Pick out every line in the records that contains the word "give", and copy each of those lines.

═══ TASK INPUT ═══

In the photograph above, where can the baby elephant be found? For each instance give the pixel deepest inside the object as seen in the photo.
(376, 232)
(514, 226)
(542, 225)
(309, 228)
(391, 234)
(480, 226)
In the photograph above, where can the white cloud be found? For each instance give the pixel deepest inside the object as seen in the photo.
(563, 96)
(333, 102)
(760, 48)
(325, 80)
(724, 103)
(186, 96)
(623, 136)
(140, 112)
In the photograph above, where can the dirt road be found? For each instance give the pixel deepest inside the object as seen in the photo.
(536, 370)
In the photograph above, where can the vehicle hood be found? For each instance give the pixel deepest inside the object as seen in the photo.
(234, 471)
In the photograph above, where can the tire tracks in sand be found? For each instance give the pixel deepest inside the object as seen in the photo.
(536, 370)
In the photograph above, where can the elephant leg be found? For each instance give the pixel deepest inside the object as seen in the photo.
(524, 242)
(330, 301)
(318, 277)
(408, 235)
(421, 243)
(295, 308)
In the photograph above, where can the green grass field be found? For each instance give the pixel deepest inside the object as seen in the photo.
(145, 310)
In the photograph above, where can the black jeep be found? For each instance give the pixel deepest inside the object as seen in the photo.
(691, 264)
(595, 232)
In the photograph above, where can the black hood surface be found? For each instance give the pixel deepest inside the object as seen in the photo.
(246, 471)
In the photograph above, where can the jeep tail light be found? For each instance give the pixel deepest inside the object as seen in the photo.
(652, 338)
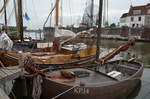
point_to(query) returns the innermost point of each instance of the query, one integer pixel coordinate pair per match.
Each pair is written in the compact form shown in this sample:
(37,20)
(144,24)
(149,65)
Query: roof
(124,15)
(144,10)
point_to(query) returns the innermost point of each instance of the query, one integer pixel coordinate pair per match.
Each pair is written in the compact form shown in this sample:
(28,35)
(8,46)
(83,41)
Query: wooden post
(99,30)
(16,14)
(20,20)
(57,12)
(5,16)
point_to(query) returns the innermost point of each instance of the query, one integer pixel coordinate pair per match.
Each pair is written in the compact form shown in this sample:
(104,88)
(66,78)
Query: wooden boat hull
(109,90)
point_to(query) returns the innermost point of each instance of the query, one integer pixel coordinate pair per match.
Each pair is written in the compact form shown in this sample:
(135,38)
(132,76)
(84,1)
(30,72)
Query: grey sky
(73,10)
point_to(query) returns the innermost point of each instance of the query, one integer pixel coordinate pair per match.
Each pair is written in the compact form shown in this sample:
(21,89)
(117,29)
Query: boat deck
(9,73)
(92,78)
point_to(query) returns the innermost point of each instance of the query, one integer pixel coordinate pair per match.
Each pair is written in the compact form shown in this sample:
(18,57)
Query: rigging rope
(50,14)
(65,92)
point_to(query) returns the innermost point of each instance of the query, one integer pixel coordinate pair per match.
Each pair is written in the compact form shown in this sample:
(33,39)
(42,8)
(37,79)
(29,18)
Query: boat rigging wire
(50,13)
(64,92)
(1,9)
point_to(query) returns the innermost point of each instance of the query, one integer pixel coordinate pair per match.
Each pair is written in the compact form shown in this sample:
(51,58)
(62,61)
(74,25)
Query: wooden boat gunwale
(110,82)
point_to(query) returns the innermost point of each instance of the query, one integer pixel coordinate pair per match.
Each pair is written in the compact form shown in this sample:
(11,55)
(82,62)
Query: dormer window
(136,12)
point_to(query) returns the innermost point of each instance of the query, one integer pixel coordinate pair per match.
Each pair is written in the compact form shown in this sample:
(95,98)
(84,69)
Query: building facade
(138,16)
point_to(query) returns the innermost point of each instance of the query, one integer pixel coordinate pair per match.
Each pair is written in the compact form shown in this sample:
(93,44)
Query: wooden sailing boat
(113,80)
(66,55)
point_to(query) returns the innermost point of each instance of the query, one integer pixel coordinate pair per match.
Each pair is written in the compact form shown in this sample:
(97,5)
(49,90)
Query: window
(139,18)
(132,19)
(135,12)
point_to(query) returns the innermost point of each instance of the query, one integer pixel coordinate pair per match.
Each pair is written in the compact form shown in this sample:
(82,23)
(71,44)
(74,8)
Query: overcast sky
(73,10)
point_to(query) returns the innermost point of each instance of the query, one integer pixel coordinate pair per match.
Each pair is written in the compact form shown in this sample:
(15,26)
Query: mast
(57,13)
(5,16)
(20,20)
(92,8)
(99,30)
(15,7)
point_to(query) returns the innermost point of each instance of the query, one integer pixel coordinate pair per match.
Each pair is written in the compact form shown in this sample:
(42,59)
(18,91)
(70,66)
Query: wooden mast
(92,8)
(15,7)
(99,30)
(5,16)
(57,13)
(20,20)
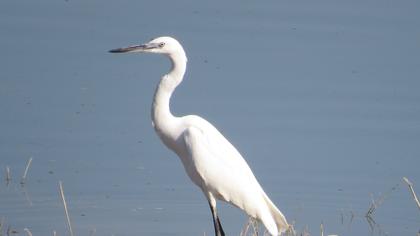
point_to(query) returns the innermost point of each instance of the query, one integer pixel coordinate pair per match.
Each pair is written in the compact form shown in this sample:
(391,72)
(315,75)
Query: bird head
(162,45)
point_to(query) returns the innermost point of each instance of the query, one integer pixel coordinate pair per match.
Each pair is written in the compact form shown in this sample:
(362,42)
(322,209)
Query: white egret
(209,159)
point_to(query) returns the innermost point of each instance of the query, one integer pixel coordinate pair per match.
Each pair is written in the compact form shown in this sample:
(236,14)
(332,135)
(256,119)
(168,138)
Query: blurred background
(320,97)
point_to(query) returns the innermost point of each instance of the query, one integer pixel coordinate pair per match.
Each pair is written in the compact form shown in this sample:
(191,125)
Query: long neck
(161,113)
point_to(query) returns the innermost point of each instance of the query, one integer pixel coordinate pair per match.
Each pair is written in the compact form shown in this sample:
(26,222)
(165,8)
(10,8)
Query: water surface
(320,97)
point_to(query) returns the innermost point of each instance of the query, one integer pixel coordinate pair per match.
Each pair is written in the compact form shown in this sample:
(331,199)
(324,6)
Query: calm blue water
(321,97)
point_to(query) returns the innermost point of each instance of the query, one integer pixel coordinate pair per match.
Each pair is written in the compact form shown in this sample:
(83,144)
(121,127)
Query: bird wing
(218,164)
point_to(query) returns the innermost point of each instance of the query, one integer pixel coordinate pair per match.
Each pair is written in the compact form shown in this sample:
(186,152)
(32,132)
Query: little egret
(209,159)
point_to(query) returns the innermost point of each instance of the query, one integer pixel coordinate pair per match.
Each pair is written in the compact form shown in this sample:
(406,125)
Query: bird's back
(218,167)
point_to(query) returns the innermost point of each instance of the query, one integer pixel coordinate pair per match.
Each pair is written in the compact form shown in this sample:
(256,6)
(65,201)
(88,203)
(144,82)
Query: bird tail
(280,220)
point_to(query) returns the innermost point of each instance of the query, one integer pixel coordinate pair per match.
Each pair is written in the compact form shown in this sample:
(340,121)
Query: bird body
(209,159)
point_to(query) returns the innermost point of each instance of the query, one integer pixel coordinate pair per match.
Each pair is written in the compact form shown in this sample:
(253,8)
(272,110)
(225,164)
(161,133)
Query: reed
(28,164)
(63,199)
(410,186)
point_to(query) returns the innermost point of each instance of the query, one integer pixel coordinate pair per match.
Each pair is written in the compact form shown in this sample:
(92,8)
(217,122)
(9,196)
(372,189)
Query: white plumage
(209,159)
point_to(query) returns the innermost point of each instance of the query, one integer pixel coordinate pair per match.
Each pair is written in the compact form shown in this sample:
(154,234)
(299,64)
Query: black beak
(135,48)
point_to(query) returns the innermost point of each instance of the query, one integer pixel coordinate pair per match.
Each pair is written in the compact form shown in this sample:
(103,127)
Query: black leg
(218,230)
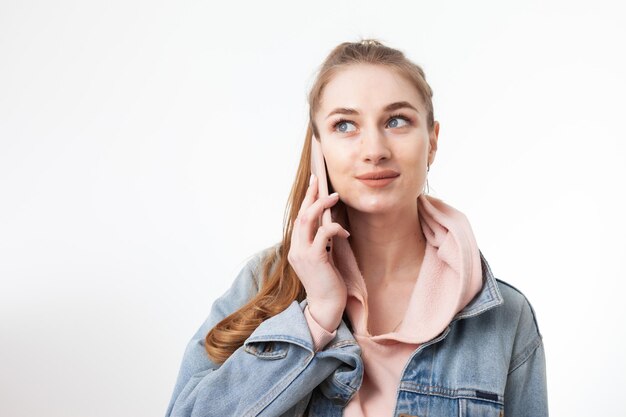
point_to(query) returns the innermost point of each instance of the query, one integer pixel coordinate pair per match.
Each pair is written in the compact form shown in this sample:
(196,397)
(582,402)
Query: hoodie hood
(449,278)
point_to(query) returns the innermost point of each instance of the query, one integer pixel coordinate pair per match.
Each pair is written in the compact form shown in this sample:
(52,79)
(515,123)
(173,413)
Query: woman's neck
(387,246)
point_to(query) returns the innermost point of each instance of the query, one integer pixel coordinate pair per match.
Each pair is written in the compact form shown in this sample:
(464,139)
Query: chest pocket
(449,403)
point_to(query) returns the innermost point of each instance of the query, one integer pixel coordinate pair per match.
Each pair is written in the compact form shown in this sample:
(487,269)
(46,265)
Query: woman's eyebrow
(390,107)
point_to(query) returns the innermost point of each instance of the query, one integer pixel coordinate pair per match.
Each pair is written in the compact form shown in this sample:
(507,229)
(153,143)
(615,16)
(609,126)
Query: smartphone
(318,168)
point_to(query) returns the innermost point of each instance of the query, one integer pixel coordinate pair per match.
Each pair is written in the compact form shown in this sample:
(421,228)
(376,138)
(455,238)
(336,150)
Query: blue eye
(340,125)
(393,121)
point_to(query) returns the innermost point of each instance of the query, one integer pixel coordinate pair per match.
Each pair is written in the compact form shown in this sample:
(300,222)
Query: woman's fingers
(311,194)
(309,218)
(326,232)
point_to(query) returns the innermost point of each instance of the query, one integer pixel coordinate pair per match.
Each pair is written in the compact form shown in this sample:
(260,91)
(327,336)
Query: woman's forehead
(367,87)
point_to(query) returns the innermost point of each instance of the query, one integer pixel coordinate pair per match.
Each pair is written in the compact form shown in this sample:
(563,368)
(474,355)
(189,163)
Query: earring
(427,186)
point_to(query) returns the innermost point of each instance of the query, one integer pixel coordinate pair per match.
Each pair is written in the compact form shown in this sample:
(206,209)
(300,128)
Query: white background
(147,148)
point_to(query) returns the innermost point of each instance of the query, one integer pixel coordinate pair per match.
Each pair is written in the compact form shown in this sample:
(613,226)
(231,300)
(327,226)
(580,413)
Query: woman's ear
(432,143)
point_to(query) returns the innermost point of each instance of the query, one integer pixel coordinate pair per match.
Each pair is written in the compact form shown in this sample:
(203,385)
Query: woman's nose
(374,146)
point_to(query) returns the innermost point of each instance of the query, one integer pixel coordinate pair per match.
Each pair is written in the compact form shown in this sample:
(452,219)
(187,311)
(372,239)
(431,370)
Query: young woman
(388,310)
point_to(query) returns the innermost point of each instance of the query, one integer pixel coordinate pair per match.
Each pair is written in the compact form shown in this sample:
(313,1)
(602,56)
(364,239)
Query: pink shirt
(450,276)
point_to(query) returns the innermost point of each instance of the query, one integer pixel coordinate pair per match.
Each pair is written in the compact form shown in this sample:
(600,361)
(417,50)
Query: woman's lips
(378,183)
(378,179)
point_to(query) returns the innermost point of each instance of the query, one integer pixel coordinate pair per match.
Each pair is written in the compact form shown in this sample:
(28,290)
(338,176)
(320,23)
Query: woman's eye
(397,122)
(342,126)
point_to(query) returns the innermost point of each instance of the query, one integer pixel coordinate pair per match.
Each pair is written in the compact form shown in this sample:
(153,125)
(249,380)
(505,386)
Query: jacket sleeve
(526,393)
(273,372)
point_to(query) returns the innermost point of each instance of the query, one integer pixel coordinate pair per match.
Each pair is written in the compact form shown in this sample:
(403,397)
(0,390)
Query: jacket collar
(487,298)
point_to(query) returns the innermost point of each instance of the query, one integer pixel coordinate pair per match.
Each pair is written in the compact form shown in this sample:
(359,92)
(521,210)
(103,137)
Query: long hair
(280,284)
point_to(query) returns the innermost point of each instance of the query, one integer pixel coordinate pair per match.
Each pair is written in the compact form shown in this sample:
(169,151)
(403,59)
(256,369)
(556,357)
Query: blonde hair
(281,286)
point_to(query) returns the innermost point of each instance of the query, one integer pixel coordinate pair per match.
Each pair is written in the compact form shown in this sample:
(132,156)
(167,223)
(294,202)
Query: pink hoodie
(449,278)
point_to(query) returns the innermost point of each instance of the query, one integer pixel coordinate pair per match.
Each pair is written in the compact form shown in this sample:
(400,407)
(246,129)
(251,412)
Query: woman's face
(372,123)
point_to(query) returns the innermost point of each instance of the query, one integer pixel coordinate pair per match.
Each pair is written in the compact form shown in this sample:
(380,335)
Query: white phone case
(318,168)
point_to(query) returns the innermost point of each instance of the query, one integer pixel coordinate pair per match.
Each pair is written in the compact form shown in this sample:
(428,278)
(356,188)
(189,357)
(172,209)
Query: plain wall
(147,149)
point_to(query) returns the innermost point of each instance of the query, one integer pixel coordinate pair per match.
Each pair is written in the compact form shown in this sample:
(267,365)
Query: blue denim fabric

═══

SOLUTION
In the photograph above, where can the baby elephant be found? For each instance give the pixel deepest inside the object as seen in the photo.
In the photograph above, where can the white cloud be found? For each instance give the pixel deepest inside the object as seen in the photo.
In the photograph above, where can the dirt road be found? For each instance give the pixel deepest inside the object as seen in the photo.
In the photograph above, where can the vehicle hood be found? For each instance give the pixel deepest inside the object as seen in the photo.
In the photograph above, where can the tire tracks in sand be found? For each instance give the pixel deepest inside the object as seen in the photo.
In the photograph above, where can the elephant leg be found? For each instance give the pixel deepest inside the object as seen in the photo.
In the photograph above, where can the green grass field be found? For each instance give the pixel deepest inside the object as seen in the photo.
In the photograph above, where can the black jeep be found? For each instance give the pixel deepest inside the object as seen in the photo.
In the photograph above, where can the black hood surface be found? For each instance give the pixel deepest inside the object as seen in the photo.
In the photograph above, where can the jeep tail light be found? For each instance give the pixel deepest inside the object as seen in the photo.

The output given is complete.